▶ _CONSIGNES_
- A) D'après le discours sur le Kosovo, à qui a été proposé de faire du Conseil européen du 14 avril un Conseil exceptionnel ?
- B) Reproduisez le passage du discours sur le Kosovo situé entre « Mais nous devons » et « droits de l'Homme. », bornes incluses.
- C) Prolongez le discours sur le Kosovo à partir de sa dernière phrase.

▶ _TEXTE EXTRAIT_
◆ ◆ ◆ ◆
Mes Chers Compatriotes,

Comme je l'avais dit la semaine dernière, je voudrais faire à nouveau le point avec vous sur la situation au Kosovo. L'horreur voulue et organisée par Milosevic dépasse aujourd'hui tout ce que l'on peut imaginer. En accord avec le Gouvernement, je vous redis que ce n'est pas acceptable.

Des centaines de milliers de Kosovars ont été chassés vers l'Albanie, le Monténégro ou la Macédoine. Contrairement à ce que dit la propagande du dictateur, ils n'ont pas fui pour échapper aux frappes de l'OTAN. Ils ont fui, et tous en témoignent unanimement, devant les soldats et les miliciens serbes qui les chassent, sous menace de mort, après leur avoir tout pris. Il s'agit là d'une monstrueuse opération d'épuration ethnique planifiée et conduite avec le plus grand cynisme et la plus grande cruauté par le régime serbe.

L'aide humanitaire est à l'oeuvre, progressivement, dans l'ensemble de la région. La France y prend toute sa part. Je voudrais rendre hommage à tous ceux, civils, militaires, volontaires des organisations humanitaires qui se mobilisent avec coeur, avec compétence. Et je veux aussi vous rendre hommage, à vous qui, par des gestes personnels, exprimez votre générosité.

Mais nous devons faire davantage.

D'abord pour les réfugiés.

Faut-il envisager leur transfert dans les pays occidentaux ? Je ne crois pas que cela soit la solution, même si elle donne l'impression d'être celle du coeur.

Ce nouvel exode, refusé d'ailleurs par la plupart d'entre eux, conduirait à les éloigner plus encore de leur terre, des villages et des villes où ils ont le droit de revenir et de vivre librement et en paix. Nous devons, bien sûr, prendre en compte les situations exceptionnelles, les situations de plus grande détresse et sur la base d'un volontariat clairement exprimé. Mais nous ne devons rien accepter qui puisse faire le jeu de Milosevic, dont l'ambition est clairement de chasser les Kosovars définitivement et le plus loin possible de chez eux. Perspective qui est précisément combattue par les forces alliées au nom de la morale et des droits de l'Homme.

Pour être efficace, notre solidarité doit s'exprimer aussi à l'égard des pays qui accueillent ces réfugiés, l'Albanie, la Macédoine, le Monténégro. Seul un véritable plan d'urgence peut leur permettre de surmonter les difficultés économiques et financières qui les assaillent. J'ai proposé cet après-midi au Chancelier allemand Gerhard Schroeder, qui préside actuellement l'Union européenne, de faire de notre prochain Conseil européen, le 14 avril, un Conseil exceptionnel destiné à prendre les nouvelles mesures qui s'imposent.

Mais ces légitimes préoccupations humanitaires ne doivent pas nous faire oublier la nécessité de poursuivre notre effort militaire.

Je vous ai dit il y a quelques jours que cette action demanderait du temps et de la détermination. Je le répète aujourd'hui.
◆ ◆ ◆ ◆
▶ _DONNÉES FOURNIES_
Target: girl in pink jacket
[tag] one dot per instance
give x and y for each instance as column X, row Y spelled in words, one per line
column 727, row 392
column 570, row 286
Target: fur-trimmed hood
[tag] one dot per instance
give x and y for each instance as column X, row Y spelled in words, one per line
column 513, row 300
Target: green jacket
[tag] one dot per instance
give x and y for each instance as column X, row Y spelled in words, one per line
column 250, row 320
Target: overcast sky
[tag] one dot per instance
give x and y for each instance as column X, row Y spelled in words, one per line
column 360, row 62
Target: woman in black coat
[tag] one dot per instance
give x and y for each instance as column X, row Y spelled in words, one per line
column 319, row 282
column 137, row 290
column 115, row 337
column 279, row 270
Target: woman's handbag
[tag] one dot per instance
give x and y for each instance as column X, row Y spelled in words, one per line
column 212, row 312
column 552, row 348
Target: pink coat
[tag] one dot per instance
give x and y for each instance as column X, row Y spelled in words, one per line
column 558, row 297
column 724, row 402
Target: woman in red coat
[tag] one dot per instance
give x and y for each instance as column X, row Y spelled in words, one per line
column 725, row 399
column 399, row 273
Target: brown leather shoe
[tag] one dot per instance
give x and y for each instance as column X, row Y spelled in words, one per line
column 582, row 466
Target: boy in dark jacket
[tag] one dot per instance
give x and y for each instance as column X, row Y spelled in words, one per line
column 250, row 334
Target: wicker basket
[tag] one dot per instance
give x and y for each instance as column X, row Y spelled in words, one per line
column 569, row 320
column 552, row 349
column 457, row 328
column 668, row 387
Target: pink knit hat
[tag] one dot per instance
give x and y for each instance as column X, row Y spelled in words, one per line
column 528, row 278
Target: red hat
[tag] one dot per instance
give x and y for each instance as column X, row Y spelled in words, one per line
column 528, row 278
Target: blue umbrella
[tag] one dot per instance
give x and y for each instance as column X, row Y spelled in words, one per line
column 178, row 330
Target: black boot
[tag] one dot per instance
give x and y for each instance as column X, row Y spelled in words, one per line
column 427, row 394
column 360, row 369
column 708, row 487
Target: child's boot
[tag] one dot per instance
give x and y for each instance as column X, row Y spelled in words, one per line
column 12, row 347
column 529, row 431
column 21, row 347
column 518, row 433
◆ ◆ ◆ ◆
▶ _RÉPONSES FOURNIES_
- A) Au chancelier allemand Gerhard Schroeder, qui préside alors l'Union européenne.

- B)
Mais nous devons faire davantage.

D'abord pour les réfugiés.

Faut-il envisager leur transfert dans les pays occidentaux ? Je ne crois pas que cela soit la solution, même si elle donne l'impression d'être celle du coeur.

Ce nouvel exode, refusé d'ailleurs par la plupart d'entre eux, conduirait à les éloigner plus encore de leur terre, des villages et des villes où ils ont le droit de revenir et de vivre librement et en paix. Nous devons, bien sûr, prendre en compte les situations exceptionnelles, les situations de plus grande détresse et sur la base d'un volontariat clairement exprimé. Mais nous ne devons rien accepter qui puisse faire le jeu de Milosevic, dont l'ambition est clairement de chasser les Kosovars définitivement et le plus loin possible de chez eux. Perspective qui est précisément combattue par les forces alliées au nom de la morale et des droits de l'Homme.

- C)
Les frappes engagées contre le régime serbe ont pour objectif la destruction des moyens dont il dispose pour chasser les Kosovars par la terreur et par le crime. Jour après jour, l'action des alliés conduit à l'étouffement progressif de cet appareil militaire serbe. C'est la raison pour laquelle nous nous sommes attaqués aux dispositifs de commandement, aux moyens de communication, à certains ponts stratégiques ou dépôts de carburant. Nous l'avons fait en prenant soin d'éviter au maximum les dommages civils. Ces frappes doivent se poursuivre, notamment sur les forces militaires, jusqu'à ce que ce régime cesse sa répression criminelle et permette réellement le retour chez eux des réfugiés. Ou alors jusqu'à ce qu'il n'ait plus les moyens de poursuivre ses funestes desseins.

Je veux croire que le peuple serbe, pour lequel nous n'avons qu'estime et amitié, ouvrira enfin les yeux sur la réalité de son régime.

Dans le même temps, il appartient aux Européens, aux Américains, aux Russes, sous l'autorité de l'ONU je le souhaite, de rechercher les voies d'un accord politique assurant la stabilité et la paix dans une partie de l'Europe qui a vocation à rejoindre, le moment venu, notre Union européenne.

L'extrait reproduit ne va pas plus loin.